__REQUIRED ACTION__
Please set down the records exactly, keeping every line.

__Referring expression data__
____
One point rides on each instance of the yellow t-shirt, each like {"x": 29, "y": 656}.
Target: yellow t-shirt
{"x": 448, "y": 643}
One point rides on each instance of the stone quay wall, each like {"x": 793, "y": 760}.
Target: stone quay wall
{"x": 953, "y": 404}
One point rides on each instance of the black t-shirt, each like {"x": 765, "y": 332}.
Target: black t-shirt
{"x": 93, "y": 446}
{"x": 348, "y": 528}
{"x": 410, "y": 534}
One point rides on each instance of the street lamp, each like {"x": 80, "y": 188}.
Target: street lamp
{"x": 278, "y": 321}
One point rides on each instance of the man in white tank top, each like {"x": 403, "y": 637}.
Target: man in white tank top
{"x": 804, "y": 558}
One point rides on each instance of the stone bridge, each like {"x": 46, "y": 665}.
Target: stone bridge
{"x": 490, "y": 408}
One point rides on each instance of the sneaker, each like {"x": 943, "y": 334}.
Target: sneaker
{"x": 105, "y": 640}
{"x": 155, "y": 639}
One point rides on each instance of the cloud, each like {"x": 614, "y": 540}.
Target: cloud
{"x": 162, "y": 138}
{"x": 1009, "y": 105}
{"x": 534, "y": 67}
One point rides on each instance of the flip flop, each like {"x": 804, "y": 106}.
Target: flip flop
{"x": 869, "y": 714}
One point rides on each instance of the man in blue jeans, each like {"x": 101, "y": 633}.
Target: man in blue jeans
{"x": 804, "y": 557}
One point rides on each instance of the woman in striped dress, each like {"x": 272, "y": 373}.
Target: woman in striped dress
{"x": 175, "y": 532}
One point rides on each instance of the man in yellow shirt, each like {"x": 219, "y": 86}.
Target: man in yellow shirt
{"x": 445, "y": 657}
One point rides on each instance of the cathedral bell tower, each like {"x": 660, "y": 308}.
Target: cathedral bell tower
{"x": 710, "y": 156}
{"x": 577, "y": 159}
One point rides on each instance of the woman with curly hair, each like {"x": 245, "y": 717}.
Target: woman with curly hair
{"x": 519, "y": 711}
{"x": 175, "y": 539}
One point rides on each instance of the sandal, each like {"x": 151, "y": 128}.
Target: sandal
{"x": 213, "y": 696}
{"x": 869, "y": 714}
____
__RESPONSE FOR THIS EXERCISE__
One point rides on each instance of the yellow t-shirt, each like {"x": 29, "y": 656}.
Target: yellow t-shirt
{"x": 448, "y": 643}
One point rides on each instance of the stone quay wall, each like {"x": 793, "y": 760}.
Target: stone quay wall
{"x": 953, "y": 404}
One point rides on each instance of the black t-shirt, each like {"x": 765, "y": 332}.
Target: black t-shirt
{"x": 93, "y": 446}
{"x": 348, "y": 528}
{"x": 410, "y": 534}
One point rides on each instance of the street lamp, each like {"x": 80, "y": 188}.
Target: street lamp
{"x": 278, "y": 321}
One point rides on each instance of the man in white tank top, each like {"x": 403, "y": 637}.
Target: man in white tank top
{"x": 804, "y": 558}
One point rides on each instance of the stone bridge, each like {"x": 46, "y": 665}.
Target: stone bridge
{"x": 490, "y": 408}
One point rides on each instance of the sneaker, each like {"x": 943, "y": 334}.
Target: sneaker
{"x": 105, "y": 640}
{"x": 155, "y": 639}
One point rides on each instance of the cloud, each like {"x": 614, "y": 540}.
Target: cloud
{"x": 162, "y": 138}
{"x": 1009, "y": 105}
{"x": 534, "y": 67}
One point rides on each instance of the flip flop, each like {"x": 804, "y": 106}.
Target: flip flop
{"x": 869, "y": 714}
One point rides on each instance of the man in blue jeans, each like {"x": 101, "y": 633}.
Target: man in blue jeans
{"x": 804, "y": 557}
One point rides on each instance of the woman in striped dress, each like {"x": 272, "y": 373}.
Target: woman in striped dress
{"x": 175, "y": 532}
One point rides on each instance of the man in yellow shirt, each like {"x": 219, "y": 86}.
Target: man in yellow shirt
{"x": 445, "y": 657}
One point rides on each instance of the cathedral bell tower, each like {"x": 660, "y": 308}.
Target: cathedral bell tower
{"x": 710, "y": 156}
{"x": 577, "y": 159}
One point rides on each instance of the woman with curly hair, each like {"x": 245, "y": 717}.
Target: woman with curly hair
{"x": 519, "y": 711}
{"x": 175, "y": 539}
One point rides on each instance of the sandal, each like {"x": 151, "y": 128}.
Target: sandal
{"x": 213, "y": 696}
{"x": 869, "y": 714}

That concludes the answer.